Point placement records
--- BEGIN ---
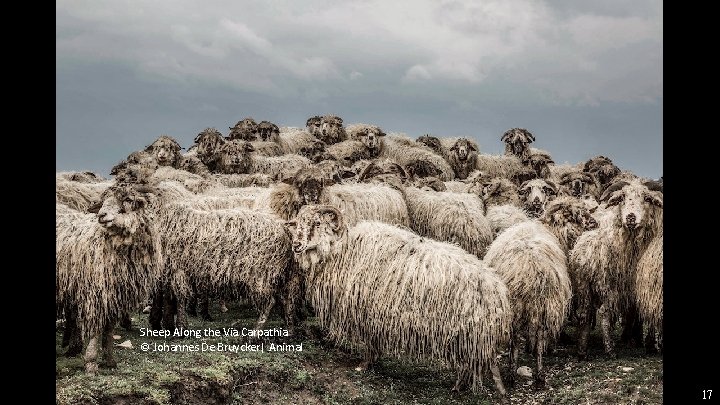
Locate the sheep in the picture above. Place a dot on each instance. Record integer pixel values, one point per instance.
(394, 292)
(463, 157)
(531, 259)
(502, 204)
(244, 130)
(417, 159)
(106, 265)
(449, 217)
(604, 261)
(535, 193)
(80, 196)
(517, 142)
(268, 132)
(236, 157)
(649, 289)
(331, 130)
--- END ---
* What to work on
Can you render the lines above as a JSON list of strings, one string per line, with blank lines and the pictures left out?

* Solution
[
  "Locate the sheep in the picture above. Place a dot on each instance. Record integer pixel values, one point per instance.",
  "(394, 292)",
  "(463, 157)",
  "(531, 259)",
  "(502, 204)",
  "(244, 130)",
  "(417, 159)",
  "(106, 265)",
  "(449, 217)",
  "(604, 261)",
  "(535, 193)",
  "(80, 196)",
  "(517, 142)",
  "(268, 132)",
  "(236, 157)",
  "(649, 289)",
  "(331, 130)"
]